GIVEN TASK:
Please print all of the items below again, reproducing every line without any change.

-- Begin DATASET EXCERPTS --

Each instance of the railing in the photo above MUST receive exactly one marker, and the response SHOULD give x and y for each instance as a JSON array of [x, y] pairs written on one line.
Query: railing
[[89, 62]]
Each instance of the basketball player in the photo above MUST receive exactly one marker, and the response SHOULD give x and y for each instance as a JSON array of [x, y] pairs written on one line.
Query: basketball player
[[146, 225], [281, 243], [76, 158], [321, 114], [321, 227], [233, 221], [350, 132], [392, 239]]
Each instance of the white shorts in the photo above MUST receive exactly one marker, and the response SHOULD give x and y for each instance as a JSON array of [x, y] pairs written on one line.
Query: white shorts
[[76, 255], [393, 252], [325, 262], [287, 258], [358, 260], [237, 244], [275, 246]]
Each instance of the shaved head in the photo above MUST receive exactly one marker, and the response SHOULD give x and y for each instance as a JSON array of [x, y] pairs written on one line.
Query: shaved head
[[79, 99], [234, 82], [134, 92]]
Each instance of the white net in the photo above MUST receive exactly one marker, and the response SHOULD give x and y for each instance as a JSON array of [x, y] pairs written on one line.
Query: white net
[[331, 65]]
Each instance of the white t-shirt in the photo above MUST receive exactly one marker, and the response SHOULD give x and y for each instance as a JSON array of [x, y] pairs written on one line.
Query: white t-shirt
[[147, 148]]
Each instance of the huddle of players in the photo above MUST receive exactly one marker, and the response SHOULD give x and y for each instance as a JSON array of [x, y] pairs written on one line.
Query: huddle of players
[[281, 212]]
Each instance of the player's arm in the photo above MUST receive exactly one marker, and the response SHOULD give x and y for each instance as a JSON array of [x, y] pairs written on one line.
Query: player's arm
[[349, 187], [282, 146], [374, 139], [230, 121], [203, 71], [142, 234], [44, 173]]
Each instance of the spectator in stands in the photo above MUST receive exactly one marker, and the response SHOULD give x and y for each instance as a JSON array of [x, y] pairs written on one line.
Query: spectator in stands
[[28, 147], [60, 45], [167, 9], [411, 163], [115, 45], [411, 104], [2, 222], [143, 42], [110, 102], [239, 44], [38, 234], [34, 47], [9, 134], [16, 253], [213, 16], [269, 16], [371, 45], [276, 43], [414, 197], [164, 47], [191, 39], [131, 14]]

-- End DATASET EXCERPTS --

OUTPUT:
Each instance of the railing in the photo above MUST receive exactly one marker, and the response SHOULD give x and y for each instance as a JSON array of [x, y] pairs written on one line.
Query: railing
[[89, 62]]
Each instance of the basketball player in the photo above MUST receive exactly one marker, and the response SHOULD give x and y for each instance as a JSON array of [x, y] pairs written on one line.
Query: basketball player
[[146, 225], [281, 243], [76, 158], [321, 114], [321, 227], [233, 221], [350, 132], [392, 239]]
Each instance of the white shorts in the photo above MUST receive exactly one marker, and the response SHOULD give x and y for each instance as a JSON array of [x, y] pairs written on one line.
Query: white shorts
[[76, 255], [393, 252], [325, 262], [287, 258], [358, 260], [237, 244], [275, 246]]
Each instance of the shaved head in the photo above MUST receive exactly one marker, and the response SHOULD give x and y for each instance as a JSON array of [x, y] pairs written on one line.
Query: shaved head
[[79, 99], [234, 82], [134, 92]]
Each instance of the white net in the photo above MUST receive exactly one marker, and the response SHOULD give x and y for each instance as a JSON array of [x, y] pairs written on one line.
Query: white net
[[331, 65]]
Each instance of the white t-shirt in the photo above MUST receive exactly one marker, and the response SHOULD give x and y for each instance as a JSON array of [x, y] pairs written on one line.
Query: white t-shirt
[[147, 148]]
Each instance of the huddle of players in the photo above MUST receive exactly one marker, and the response SHOULD give x and y for each instance as a JSON array of [x, y] pairs written on one line.
Query: huddle of players
[[281, 212]]
Each instance of the player's arm in the photo above MUST receive exactly one marker, and the response SHOULD give x and y for each instance as a JSON array of [x, y] pairs written on one line.
Query: player's arm
[[349, 187], [282, 146], [374, 139], [230, 121], [203, 71], [142, 234], [44, 173]]
Each instance of the spectator in stands in the photo above MUST receive exactly one marker, and the response SHOULD give x and y for each instance as a JSON array of [x, y] pairs written on one line.
Query: spectator in stands
[[28, 147], [60, 45], [167, 9], [411, 163], [115, 45], [411, 104], [2, 222], [143, 42], [110, 102], [239, 44], [38, 234], [34, 47], [9, 134], [16, 253], [213, 16], [269, 16], [371, 45], [276, 43], [414, 197], [164, 47], [191, 39], [131, 14]]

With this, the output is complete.